Allocatables should be used whenever possible instead of pointers, but sometimes pointers can make life easier. One of the problems with pointers is that there’s no automatic deallocation when going out of scope. When the pointer is a component of a derived type, is it enough to explicitely deallocate the pointers in a finalization routine?
type sometype
real, pointer :: p(:)
contains
final :: destroy
end type
subroutine destroy(this)
type(sometype) :: this
if (<some appropriate test>) deallocate(this%p)
end subroutine
Are there some cases where the pointer will not be deallocated while an allocatable component would be (without finalization) ?
I believe there have been a couple threads about this, and the conclusion was that a final procedure may not always be called where you expect… When a final subroutine is called This is the one I was thinking of, but searching for I found that there have been others as well. I am not certain the answer to your specific situation is given within, but it’s a good place to start.
beyond the question on whether the final procedure is called or not, a way to protect your code would be to :
type sometype
logical :: imowner = .false.
real, pointer :: p(:) => null()
contains
final :: destroy
end type
subroutine destroy(this)
type(sometype) :: this
if (this%imowner)then
if(associated(this%p)) deallocate(this%p)
else
if(associated(this%p)) nullify(this%p)
end if
end subroutine
So you should also have a setter procedure in which you explicitly say whether you want to use you object as a container (allocate on this%p) or just as a working pointer (this%p => something_else), and set this%imowner to .true. for the former.
Looks like the finalization routine should be made elemental, otherwise the elements of arrays of the type are not finalized. Somehow weird, but good to know.

Dataset content:
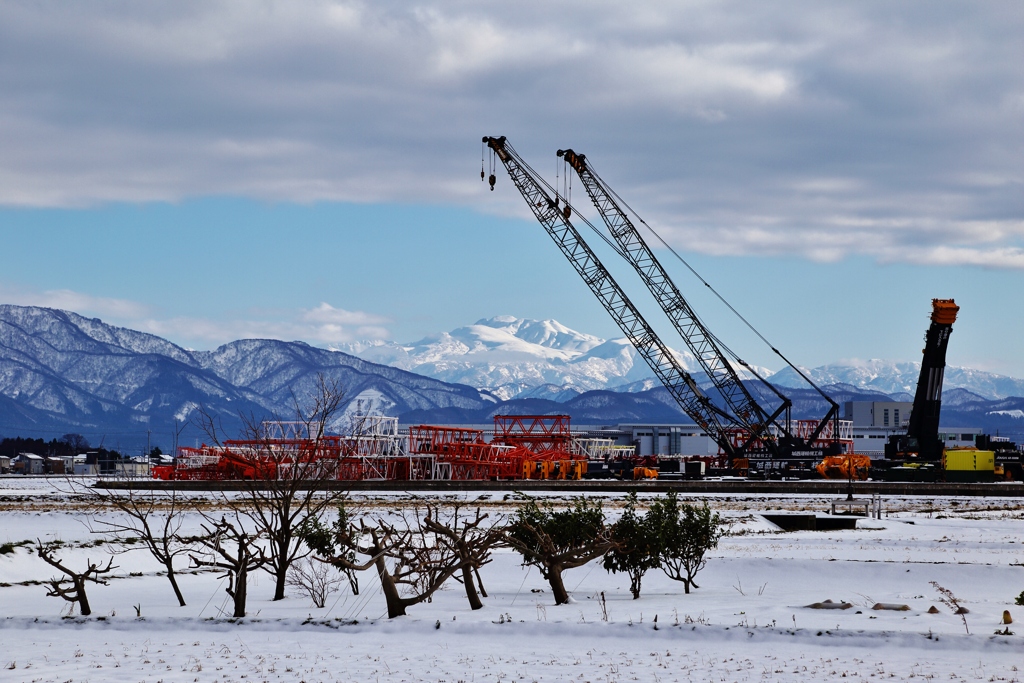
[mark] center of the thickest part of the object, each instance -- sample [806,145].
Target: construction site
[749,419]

--

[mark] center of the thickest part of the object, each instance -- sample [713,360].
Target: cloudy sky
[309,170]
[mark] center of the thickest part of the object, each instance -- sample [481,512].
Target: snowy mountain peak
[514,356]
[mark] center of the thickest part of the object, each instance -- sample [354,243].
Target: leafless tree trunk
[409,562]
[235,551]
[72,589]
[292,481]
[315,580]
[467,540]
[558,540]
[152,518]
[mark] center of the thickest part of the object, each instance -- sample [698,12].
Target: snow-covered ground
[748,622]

* * *

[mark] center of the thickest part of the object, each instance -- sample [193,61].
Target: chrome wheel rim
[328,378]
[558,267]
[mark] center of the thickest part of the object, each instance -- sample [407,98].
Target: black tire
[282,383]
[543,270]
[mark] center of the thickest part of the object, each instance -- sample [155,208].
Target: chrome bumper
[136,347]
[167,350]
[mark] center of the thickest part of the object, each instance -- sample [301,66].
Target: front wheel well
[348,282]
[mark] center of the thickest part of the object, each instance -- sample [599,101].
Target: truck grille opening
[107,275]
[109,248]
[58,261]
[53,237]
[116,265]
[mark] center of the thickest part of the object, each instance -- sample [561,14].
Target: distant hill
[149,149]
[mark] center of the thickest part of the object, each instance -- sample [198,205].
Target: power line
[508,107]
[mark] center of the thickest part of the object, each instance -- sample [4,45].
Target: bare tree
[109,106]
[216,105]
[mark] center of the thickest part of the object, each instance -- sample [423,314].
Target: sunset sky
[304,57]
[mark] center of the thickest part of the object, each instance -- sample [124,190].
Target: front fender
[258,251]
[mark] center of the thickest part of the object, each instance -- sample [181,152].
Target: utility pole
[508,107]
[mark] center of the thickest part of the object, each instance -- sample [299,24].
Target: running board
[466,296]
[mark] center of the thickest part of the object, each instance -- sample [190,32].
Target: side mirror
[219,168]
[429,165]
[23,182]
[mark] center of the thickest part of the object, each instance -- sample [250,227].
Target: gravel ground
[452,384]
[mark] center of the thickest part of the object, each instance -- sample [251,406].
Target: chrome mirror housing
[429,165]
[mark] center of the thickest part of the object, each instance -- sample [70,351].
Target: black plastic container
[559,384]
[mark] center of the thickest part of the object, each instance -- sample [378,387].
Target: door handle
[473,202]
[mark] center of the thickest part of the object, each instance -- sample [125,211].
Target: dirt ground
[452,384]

Set of tasks:
• 1. In the Fortran thread above, list every code line that begins with the keyword "if".
• 2. Reproduce the stretch of the Fortran thread from "I believe there" through "p(:) => null()".

Solutions per task:
• 1.
- if (<some appropriate test>) deallocate(this%p)
- if (this%imowner)then
- if(associated(this%p)) deallocate(this%p)
- if(associated(this%p)) nullify(this%p)

• 2.
I believe there have been a couple threads about this, and the conclusion was that a final procedure may not always be called where you expect… When a final subroutine is called This is the one I was thinking of, but searching for I found that there have been others as well. I am not certain the answer to your specific situation is given within, but it’s a good place to start.
beyond the question on whether the final procedure is called or not, a way to protect your code would be to :
type sometype
logical :: imowner = .false.
real, pointer :: p(:) => null()